* EXTRACTED ENTRIES *
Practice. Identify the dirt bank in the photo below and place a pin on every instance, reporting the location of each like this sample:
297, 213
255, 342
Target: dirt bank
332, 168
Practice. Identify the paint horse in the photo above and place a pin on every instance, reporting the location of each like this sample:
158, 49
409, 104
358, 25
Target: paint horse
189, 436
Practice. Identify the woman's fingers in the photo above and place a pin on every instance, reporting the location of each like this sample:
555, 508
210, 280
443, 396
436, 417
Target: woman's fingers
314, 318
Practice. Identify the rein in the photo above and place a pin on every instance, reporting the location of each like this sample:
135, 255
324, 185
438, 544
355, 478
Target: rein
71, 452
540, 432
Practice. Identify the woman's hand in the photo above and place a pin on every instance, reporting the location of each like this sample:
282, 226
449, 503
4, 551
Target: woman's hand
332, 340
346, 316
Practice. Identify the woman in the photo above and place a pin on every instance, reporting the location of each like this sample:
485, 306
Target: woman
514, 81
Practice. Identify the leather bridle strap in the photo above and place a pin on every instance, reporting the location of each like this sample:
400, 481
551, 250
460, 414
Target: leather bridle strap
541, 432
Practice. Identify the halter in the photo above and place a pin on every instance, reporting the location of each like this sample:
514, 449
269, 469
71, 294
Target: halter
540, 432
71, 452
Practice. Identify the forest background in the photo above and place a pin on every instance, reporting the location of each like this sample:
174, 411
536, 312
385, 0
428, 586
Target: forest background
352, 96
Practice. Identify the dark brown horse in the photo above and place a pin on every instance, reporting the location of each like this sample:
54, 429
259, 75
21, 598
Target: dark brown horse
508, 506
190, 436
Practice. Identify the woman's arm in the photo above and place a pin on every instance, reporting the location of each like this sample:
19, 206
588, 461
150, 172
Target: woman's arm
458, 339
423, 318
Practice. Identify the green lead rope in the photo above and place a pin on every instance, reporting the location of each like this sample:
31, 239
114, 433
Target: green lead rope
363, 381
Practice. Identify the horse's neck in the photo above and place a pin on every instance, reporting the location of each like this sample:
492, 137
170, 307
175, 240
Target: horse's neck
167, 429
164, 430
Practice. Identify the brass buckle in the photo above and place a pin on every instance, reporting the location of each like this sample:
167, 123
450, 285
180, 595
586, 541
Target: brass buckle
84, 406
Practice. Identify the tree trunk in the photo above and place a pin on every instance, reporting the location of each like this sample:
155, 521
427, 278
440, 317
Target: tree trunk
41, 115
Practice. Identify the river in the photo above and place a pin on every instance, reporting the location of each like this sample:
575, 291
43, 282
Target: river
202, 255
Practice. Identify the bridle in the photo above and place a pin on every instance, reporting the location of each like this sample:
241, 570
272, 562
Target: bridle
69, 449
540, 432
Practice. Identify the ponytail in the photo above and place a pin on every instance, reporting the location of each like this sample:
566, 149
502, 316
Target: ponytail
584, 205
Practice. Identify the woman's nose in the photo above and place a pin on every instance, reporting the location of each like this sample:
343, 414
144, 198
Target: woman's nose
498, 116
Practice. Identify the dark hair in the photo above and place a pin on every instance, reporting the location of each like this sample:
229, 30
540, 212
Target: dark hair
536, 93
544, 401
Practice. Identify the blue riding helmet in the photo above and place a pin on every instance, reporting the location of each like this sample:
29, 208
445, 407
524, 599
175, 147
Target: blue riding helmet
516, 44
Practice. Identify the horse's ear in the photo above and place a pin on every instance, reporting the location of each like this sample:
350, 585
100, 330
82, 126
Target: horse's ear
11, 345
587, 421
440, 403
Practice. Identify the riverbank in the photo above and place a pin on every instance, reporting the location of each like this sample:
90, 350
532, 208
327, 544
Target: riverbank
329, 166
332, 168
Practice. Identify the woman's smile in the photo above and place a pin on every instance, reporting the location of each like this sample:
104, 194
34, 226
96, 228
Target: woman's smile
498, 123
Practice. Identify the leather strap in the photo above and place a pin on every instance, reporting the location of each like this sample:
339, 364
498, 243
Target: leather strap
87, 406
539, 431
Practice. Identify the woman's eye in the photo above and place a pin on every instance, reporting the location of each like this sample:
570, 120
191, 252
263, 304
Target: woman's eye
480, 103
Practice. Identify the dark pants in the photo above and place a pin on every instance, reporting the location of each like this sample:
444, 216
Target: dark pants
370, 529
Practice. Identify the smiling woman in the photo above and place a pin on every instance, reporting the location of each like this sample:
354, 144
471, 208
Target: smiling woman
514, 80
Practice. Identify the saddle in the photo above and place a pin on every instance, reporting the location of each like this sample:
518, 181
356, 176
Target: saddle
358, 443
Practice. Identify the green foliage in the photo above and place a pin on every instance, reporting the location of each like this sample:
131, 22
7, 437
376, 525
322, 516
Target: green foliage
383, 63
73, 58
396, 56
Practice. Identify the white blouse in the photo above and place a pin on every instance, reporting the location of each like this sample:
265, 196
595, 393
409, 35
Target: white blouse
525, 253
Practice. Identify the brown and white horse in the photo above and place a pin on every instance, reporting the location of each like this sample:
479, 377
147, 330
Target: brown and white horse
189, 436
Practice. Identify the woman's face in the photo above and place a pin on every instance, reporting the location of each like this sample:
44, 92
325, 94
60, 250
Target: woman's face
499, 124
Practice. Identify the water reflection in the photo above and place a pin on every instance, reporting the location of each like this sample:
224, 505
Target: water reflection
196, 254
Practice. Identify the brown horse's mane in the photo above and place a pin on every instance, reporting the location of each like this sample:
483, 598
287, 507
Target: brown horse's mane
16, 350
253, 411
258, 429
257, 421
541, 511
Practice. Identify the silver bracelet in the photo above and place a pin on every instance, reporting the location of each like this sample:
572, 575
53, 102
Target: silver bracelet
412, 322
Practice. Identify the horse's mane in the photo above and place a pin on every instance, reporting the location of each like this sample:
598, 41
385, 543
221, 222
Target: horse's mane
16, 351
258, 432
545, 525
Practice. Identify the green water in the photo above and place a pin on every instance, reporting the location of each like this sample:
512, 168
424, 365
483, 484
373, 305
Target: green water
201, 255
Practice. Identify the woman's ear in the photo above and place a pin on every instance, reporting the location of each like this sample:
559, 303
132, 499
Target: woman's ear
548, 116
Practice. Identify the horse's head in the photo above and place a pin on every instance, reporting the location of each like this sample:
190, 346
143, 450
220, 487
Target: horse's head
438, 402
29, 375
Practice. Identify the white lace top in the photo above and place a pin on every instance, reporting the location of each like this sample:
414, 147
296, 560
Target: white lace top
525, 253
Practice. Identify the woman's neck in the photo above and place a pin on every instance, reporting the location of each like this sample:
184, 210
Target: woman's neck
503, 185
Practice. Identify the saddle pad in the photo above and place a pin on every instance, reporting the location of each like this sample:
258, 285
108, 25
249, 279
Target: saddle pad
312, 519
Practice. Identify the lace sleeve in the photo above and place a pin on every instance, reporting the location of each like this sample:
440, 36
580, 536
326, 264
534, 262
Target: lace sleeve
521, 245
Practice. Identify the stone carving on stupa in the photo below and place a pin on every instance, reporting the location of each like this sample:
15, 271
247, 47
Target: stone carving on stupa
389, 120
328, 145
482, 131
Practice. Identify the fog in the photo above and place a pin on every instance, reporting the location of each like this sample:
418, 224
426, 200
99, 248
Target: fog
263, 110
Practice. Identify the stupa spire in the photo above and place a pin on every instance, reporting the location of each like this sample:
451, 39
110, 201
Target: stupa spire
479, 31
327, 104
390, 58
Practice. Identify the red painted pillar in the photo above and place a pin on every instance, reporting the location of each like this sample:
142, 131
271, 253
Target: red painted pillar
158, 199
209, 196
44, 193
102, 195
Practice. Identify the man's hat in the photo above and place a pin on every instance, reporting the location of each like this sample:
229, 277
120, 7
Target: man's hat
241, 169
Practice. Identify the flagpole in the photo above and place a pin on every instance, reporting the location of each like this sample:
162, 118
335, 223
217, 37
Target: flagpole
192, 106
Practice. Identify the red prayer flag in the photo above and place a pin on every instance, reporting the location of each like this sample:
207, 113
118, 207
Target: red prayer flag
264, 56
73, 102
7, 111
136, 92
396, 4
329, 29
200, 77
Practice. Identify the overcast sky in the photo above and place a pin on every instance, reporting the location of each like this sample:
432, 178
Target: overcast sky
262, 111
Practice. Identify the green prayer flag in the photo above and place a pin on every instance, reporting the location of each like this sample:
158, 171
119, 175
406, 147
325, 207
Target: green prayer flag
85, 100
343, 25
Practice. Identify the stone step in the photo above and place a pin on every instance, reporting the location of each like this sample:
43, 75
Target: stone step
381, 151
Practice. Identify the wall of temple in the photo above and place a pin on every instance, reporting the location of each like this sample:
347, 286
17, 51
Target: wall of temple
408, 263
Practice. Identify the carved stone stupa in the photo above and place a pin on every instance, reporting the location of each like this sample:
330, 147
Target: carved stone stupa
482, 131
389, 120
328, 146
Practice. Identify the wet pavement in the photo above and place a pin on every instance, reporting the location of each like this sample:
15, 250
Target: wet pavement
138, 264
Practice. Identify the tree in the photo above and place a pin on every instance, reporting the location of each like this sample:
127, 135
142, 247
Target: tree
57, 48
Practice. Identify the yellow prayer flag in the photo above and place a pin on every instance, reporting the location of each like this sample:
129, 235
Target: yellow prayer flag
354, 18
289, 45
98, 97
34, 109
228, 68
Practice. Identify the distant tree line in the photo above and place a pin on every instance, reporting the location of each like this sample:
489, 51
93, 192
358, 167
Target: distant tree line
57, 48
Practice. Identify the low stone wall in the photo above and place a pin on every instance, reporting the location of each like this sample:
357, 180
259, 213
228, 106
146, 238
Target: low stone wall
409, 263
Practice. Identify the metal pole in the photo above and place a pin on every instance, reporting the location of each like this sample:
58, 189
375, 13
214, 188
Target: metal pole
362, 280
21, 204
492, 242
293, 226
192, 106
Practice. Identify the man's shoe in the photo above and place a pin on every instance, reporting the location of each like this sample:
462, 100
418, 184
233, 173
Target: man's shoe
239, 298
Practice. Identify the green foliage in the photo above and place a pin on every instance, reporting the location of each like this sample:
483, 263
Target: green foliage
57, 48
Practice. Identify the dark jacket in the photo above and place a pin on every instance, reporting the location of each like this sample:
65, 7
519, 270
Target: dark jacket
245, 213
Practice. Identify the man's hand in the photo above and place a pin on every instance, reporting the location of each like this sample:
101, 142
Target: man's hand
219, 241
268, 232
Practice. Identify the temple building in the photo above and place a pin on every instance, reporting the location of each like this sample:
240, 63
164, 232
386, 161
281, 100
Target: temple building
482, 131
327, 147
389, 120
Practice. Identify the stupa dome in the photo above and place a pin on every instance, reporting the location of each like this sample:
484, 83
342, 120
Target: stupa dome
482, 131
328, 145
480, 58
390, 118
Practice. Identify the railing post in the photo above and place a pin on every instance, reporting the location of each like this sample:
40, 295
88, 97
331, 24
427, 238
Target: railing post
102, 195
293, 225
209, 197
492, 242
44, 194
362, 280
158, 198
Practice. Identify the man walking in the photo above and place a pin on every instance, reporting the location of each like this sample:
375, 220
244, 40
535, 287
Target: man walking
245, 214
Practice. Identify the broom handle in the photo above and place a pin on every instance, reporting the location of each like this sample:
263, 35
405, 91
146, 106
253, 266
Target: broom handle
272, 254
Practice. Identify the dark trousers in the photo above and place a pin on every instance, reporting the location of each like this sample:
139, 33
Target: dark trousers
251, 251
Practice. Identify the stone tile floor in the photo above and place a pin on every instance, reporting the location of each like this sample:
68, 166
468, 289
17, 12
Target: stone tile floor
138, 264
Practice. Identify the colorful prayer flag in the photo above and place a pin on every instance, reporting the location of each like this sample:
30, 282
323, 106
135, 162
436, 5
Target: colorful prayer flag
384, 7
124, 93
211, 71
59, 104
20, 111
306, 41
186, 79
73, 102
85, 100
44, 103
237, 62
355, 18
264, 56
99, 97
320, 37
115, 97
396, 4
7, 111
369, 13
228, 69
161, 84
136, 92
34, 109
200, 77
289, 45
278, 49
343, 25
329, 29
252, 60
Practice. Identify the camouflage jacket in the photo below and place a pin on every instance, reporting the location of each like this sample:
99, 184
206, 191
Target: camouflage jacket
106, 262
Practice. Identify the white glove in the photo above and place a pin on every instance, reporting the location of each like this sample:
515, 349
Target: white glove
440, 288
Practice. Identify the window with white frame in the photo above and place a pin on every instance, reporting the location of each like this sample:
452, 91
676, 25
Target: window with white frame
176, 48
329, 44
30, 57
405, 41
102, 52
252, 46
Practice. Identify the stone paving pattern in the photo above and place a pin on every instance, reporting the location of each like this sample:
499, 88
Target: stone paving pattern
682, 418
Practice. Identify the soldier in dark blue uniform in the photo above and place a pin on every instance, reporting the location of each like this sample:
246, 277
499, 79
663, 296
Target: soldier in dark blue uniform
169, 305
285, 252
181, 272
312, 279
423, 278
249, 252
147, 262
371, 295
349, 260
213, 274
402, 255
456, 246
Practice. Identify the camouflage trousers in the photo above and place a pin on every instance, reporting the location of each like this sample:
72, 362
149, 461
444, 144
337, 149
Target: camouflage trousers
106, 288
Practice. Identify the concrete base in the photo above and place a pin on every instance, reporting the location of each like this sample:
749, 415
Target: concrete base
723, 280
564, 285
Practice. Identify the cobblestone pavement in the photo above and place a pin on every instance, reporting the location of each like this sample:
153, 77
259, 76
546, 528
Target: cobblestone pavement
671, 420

* EXERCISE BRIEF *
Transcribe, word for word, every line from the one containing "Practice. Identify the camouflage jacket" through the final line of the entries, and nothing else.

* TASK SOLUTION *
Practice. Identify the camouflage jacket in the photo below and place a pin on every instance, reporting the location of each like this sample:
99, 184
206, 191
Target: camouflage jacket
106, 262
Practice. Identify the white glove in the photo above and place a pin on every instance, reporting the location of each like this sample:
515, 349
Target: white glove
440, 288
Practice. Identify the window with white frame in the photo above and place a pin on every instance, reporting the location of each like this sample:
452, 91
676, 25
Target: window with white frame
176, 48
329, 44
30, 57
405, 41
102, 52
252, 46
Practice. Identify the stone paving pattern in the photo above and place a pin on every instance, reporting the location of each like this sample:
499, 88
Target: stone paving pattern
682, 418
Practice. Identify the soldier in dark blue uniform in the photo above and place a pin on every instance, reporting the location of each like this sample:
246, 277
499, 79
663, 296
Target: soldier in dark blue uniform
169, 305
285, 252
181, 272
312, 279
423, 278
249, 252
147, 262
371, 295
349, 260
213, 274
402, 255
456, 246
Practice. Identify the camouflage trousers in the photo above and place a pin on every instance, reporting the location of each like this sample:
72, 362
149, 461
444, 144
337, 149
Target: camouflage trousers
106, 288
Practice. Identify the concrete base in the photo above and place a pin on every instance, reporting the location of each like this sample:
749, 415
Target: concrete base
723, 280
564, 285
Practice. Identify the cobblestone pavement in the photo above and place a pin on every instance, reporting the location of each like this sample:
153, 77
259, 76
546, 528
Target: cobblestone pavement
671, 420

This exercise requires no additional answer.